MATERIAL PROVIDED
* BEGIN *
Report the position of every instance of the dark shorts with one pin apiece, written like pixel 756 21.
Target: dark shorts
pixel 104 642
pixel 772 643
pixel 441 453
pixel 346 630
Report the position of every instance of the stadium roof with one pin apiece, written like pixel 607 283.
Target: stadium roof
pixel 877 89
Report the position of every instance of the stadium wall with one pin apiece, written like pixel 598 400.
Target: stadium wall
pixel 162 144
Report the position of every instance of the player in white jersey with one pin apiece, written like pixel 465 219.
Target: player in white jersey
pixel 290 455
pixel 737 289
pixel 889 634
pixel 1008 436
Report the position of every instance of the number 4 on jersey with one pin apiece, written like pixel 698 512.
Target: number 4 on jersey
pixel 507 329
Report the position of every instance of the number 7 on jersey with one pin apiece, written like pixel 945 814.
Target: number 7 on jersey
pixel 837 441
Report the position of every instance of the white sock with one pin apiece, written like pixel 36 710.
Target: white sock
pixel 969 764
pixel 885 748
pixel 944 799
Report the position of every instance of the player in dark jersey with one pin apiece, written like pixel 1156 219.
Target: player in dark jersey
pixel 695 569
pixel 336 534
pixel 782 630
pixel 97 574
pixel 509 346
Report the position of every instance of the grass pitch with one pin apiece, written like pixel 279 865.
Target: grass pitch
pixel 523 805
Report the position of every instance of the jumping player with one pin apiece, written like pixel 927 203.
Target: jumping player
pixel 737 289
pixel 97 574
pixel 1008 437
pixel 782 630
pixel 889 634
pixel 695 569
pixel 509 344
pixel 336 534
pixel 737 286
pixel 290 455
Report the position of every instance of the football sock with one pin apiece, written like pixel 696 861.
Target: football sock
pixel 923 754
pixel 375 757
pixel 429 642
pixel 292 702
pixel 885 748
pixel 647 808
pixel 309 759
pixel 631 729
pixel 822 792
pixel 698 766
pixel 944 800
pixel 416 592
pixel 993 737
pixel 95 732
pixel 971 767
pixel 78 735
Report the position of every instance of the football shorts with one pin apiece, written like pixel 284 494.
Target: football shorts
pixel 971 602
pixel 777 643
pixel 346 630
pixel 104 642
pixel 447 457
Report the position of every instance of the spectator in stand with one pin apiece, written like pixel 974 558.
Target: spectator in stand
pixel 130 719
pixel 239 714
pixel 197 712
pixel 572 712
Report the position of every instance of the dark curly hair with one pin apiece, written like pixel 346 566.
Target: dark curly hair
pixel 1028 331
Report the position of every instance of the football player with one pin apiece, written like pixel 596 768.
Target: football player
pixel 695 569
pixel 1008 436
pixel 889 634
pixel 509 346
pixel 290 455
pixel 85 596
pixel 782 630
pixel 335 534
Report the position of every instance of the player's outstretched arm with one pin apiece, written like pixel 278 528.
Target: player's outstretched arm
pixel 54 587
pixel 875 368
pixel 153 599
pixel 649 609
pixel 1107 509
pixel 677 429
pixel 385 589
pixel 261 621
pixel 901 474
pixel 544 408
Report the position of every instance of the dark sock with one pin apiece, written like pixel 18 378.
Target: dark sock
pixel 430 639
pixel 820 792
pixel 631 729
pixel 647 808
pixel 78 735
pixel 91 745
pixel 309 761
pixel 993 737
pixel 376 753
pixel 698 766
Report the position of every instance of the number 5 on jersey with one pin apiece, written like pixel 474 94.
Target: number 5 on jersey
* END *
PROBLEM TO SOLVE
Rewrite every line of the items above as a numbered list, leaving out any blank lines.

SOLUTION TO THE EXERCISE
1. Report the position of every instance of the dark shorts with one pin apiece, written like pixel 756 21.
2. Target: dark shorts
3. pixel 104 642
4. pixel 772 643
5. pixel 441 453
6. pixel 346 630
7. Report the position of every instance of the stadium roof with one pin apiece, written like pixel 607 283.
8. Target: stadium roof
9. pixel 877 89
10. Report the position of every instance of the stadium wall with one pin apiece, written like pixel 598 400.
11. Target: stadium wall
12. pixel 162 144
13. Report the position of every instance of the player in white jersey with one pin apiece, written like pixel 465 219.
14. Target: player in white jersey
15. pixel 290 455
16. pixel 737 289
17. pixel 889 634
18. pixel 1008 436
19. Report the position of every instance of the number 4 on jersey with one pin apiece, written like pixel 698 512.
20. Target: number 4 on jersey
21. pixel 507 329
22. Report the position of every instance of the number 7 on jersey with one pin apiece, written like pixel 945 814.
23. Target: number 7 on jersey
24. pixel 837 441
25. Report the position of every instance of the white sock with one pin apiece, written like pixel 36 710.
26. Target: white sock
27. pixel 969 764
28. pixel 885 748
29. pixel 944 799
30. Report the position of every instance of the player in dark jersey with one pin apiece, written like pixel 1156 219.
31. Target: player in dark jersey
32. pixel 695 569
33. pixel 336 534
34. pixel 782 630
35. pixel 97 574
36. pixel 509 346
37. Report the position of every instance of the grass pitch with one pin apiece, written like pixel 279 865.
38. Target: grass pitch
39. pixel 523 805
40. Report the position of every instance of the jumping player with one pin apiece, written like pixel 927 203.
41. Target: jumping player
42. pixel 737 289
43. pixel 97 574
44. pixel 1008 437
45. pixel 782 630
46. pixel 889 634
47. pixel 695 569
48. pixel 509 344
49. pixel 336 534
50. pixel 737 286
51. pixel 290 455
52. Report the position of every instance of the football sock with one pin apiece, written like pixel 696 861.
53. Target: football sock
54. pixel 923 754
55. pixel 375 757
56. pixel 429 642
57. pixel 292 702
58. pixel 885 748
59. pixel 647 808
60. pixel 309 759
61. pixel 631 729
62. pixel 822 792
63. pixel 698 766
64. pixel 944 800
65. pixel 416 592
66. pixel 993 737
67. pixel 95 732
68. pixel 971 767
69. pixel 78 735
70. Report the position of every instance of the football shorts with one pin apiece, written like pixel 284 494.
71. Target: football shorts
72. pixel 971 602
73. pixel 777 643
74. pixel 346 630
75. pixel 104 642
76. pixel 447 457
77. Report the position of every instance of the spectator in stand with one pin apiece, written like pixel 974 558.
78. Target: spectator in stand
79. pixel 130 719
80. pixel 239 714
81. pixel 197 712
82. pixel 572 712
83. Report the position of every instance of the dark curly hair with one pin apiece, written like pixel 346 566.
84. Target: dark curly hair
85. pixel 1028 331
86. Report the position of every instance of the football player with one pin apiece, written like pixel 596 768.
87. Target: football player
88. pixel 695 569
89. pixel 1008 436
90. pixel 889 634
91. pixel 509 346
92. pixel 290 455
93. pixel 85 596
94. pixel 782 630
95. pixel 335 534
96. Report the position of every instance of the player's outstretched arm with one pin apiece, written like pixel 278 528.
97. Target: player's outstretched arm
98. pixel 54 587
99. pixel 875 368
100. pixel 153 599
101. pixel 649 609
102. pixel 1107 509
103. pixel 677 429
104. pixel 385 589
105. pixel 261 621
106. pixel 901 474
107. pixel 544 408
108. Report the position of every instance of the dark sock with one pin apiece, written like pixel 18 378.
109. Target: dark sock
110. pixel 430 639
111. pixel 820 792
112. pixel 631 729
113. pixel 647 808
114. pixel 78 735
115. pixel 91 745
116. pixel 309 761
117. pixel 993 737
118. pixel 376 753
119. pixel 698 766
120. Report the position of every instance of the number 5 on jersey with one pin apiece, written like pixel 474 94.
121. Target: number 5 on jersey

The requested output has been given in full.